(begin)

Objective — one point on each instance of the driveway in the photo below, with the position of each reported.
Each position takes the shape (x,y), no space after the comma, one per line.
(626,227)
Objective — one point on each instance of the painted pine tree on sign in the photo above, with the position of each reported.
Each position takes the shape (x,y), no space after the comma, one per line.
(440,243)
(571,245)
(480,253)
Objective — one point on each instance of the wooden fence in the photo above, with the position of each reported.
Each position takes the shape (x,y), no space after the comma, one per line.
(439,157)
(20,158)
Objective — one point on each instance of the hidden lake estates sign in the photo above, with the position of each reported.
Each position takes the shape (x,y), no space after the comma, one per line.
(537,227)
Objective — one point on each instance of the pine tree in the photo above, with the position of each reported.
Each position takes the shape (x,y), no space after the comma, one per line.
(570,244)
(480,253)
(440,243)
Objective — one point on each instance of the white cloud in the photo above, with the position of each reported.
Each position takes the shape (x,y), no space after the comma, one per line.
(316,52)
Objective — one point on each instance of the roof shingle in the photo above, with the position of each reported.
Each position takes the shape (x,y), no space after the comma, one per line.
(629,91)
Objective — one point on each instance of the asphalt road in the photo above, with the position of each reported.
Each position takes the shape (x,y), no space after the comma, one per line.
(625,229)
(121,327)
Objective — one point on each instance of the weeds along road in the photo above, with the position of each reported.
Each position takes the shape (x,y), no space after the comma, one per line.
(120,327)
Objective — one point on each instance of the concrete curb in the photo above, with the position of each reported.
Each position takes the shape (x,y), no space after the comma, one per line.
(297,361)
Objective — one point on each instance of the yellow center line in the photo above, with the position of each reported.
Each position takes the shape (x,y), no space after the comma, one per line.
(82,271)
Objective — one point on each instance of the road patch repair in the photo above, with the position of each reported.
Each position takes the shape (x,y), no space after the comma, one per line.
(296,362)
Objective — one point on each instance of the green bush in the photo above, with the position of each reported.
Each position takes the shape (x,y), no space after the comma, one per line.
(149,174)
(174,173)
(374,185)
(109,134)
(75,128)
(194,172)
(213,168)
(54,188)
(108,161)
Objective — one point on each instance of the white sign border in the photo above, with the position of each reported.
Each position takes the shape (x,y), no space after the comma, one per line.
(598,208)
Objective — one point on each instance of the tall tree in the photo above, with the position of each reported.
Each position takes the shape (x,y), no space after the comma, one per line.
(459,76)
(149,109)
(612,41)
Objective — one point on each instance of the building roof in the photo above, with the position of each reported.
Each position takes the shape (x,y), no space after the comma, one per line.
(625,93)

(end)

*Given exercise*
Please retype, exactly as written, every line from the line containing "Objective — one point on each instance of the white sign" through the last line of the records above, including both of those lines, and nothing else.

*Full response*
Objective — one point on each instance of the white sign border in the photo above, with the position of each reported.
Each position takes the shape (x,y), no space after the comma, one per line.
(598,208)
Objective — one point on each instance of the tall tree in the photo above, with the position of each reported.
Each position takes the shape (x,y), no space after the comma, one per line.
(459,76)
(149,109)
(612,41)
Objective — one point on each instance of the building roof in the photo above, with the position of each reported.
Each position takes the shape (x,y), no space after the comma, one per line.
(625,93)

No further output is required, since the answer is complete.